All that is needed is the line containing "In the photo above, each instance of the raised" together with each line after it, transcribed exactly to the end of the records.

**** Information given ****

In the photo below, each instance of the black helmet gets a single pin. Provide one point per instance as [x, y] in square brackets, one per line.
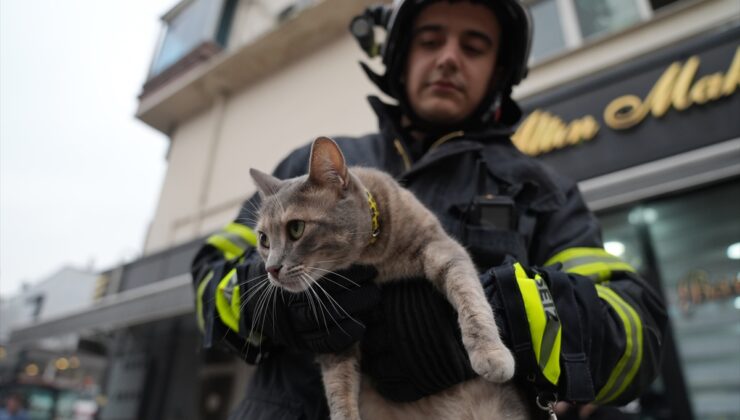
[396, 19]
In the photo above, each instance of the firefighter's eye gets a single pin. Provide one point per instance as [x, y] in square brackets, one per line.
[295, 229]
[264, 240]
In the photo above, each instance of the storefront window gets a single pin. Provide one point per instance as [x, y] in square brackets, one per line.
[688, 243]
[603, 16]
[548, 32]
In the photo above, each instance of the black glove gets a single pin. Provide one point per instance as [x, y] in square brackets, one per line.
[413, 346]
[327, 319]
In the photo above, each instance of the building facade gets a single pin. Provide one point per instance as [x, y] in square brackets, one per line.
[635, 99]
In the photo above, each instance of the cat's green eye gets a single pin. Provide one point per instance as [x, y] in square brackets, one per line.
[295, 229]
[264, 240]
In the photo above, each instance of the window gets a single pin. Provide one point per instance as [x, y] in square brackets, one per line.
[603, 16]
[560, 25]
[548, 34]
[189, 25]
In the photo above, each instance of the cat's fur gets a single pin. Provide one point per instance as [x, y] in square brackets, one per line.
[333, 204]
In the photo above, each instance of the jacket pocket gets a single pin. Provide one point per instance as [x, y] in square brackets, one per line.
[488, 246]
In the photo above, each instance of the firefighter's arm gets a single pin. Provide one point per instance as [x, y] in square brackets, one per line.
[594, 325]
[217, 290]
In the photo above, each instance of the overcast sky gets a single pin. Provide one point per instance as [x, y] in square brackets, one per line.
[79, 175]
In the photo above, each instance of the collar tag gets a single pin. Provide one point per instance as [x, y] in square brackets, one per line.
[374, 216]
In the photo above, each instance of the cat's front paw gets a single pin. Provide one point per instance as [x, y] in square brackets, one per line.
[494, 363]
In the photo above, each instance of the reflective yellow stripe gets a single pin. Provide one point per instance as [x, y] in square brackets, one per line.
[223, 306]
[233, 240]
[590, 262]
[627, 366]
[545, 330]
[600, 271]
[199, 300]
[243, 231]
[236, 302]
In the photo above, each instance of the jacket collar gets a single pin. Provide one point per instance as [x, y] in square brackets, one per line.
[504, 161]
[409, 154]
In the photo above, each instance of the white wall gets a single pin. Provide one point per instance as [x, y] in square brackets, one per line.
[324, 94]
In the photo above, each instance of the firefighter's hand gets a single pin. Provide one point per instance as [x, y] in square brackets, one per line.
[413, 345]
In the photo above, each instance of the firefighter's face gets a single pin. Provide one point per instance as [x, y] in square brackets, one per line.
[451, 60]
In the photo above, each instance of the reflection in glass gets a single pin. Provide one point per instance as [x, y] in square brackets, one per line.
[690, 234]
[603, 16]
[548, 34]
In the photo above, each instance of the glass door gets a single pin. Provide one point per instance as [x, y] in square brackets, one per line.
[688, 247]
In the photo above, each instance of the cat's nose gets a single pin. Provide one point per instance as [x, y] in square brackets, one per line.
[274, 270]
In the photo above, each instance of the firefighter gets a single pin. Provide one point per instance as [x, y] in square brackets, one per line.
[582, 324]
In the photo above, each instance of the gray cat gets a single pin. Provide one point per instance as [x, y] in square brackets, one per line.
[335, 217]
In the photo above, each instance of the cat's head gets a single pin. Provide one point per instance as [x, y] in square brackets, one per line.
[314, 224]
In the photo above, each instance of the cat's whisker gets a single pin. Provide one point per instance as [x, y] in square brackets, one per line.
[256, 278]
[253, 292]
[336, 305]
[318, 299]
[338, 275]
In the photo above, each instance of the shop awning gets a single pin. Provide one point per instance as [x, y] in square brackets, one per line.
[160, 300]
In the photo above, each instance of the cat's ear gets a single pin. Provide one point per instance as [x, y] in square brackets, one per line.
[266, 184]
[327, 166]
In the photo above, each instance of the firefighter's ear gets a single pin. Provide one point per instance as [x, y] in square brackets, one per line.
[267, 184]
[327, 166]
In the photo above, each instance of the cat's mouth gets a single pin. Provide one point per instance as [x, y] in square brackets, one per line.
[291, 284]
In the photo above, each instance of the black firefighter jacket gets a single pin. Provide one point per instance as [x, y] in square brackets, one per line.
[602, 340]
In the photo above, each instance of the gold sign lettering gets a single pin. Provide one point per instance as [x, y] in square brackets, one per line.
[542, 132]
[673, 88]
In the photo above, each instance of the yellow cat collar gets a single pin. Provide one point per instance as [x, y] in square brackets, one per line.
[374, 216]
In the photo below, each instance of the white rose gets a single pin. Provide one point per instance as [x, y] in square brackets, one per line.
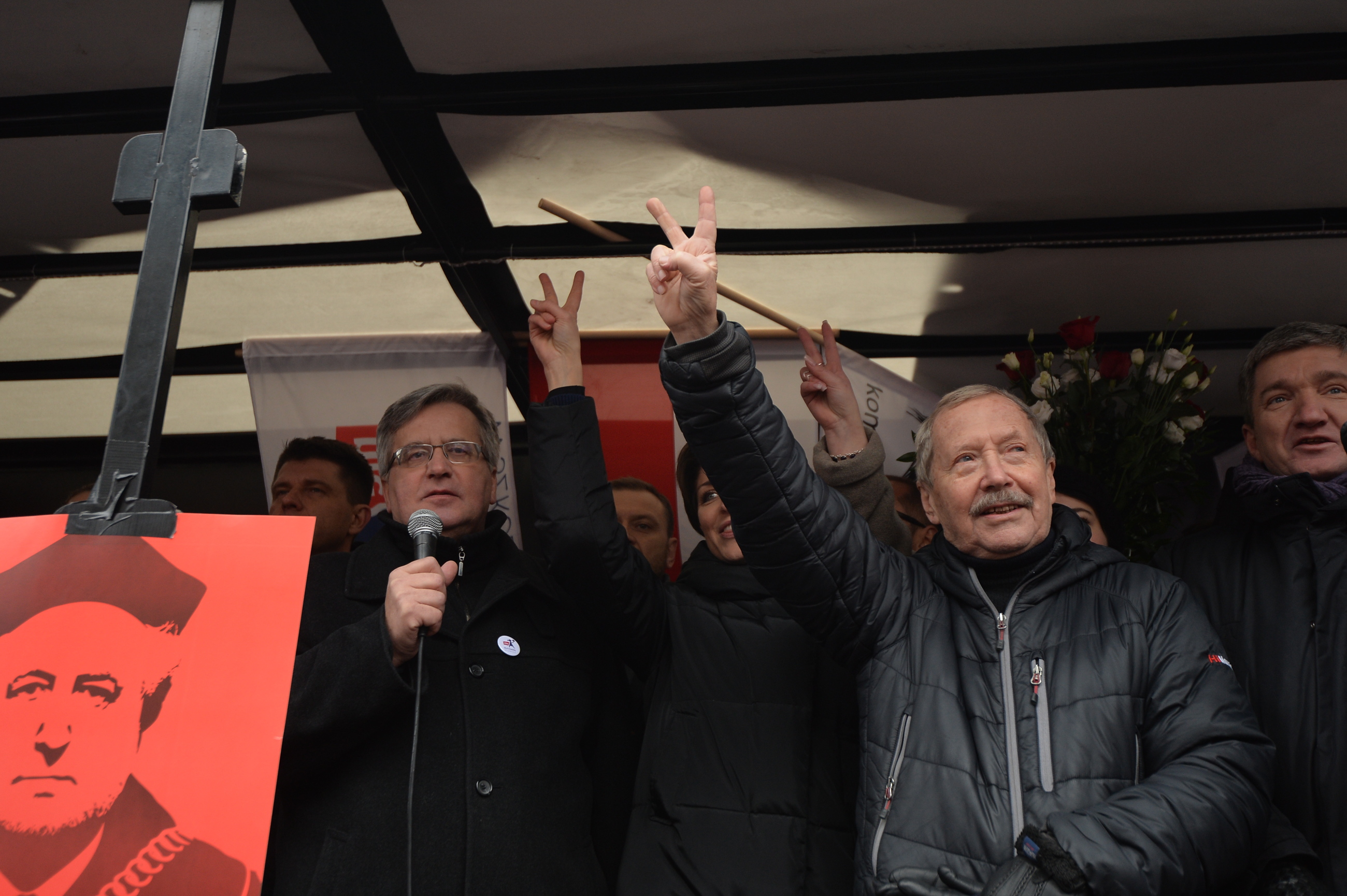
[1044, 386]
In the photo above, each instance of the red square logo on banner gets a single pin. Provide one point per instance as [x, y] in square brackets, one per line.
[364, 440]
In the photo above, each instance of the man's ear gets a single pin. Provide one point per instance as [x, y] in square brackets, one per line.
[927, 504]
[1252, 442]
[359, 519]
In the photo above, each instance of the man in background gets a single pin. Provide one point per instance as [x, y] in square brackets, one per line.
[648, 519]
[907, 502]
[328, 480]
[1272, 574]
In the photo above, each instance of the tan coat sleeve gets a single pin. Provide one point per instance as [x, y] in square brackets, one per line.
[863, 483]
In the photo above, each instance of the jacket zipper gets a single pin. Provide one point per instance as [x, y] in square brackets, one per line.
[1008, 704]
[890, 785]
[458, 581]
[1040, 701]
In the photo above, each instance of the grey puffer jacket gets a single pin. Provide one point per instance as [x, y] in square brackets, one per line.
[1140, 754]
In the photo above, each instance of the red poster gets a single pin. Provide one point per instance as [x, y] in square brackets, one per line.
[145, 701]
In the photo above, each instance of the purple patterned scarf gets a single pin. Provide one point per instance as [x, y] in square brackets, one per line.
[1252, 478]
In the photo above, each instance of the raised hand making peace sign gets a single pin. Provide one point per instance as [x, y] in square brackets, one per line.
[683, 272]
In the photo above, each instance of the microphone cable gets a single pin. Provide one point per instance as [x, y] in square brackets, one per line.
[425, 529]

****

- Solved exercise:
In the photo above, each instance of the raised hand making peace sign gets a single pin. Provide one point per instance as [x, y] in square brackets, one per line.
[683, 272]
In the photo above, each instance of the microphone cable gets a single pin. Provide one point per instance as [x, y] in square brackets, one per line.
[425, 529]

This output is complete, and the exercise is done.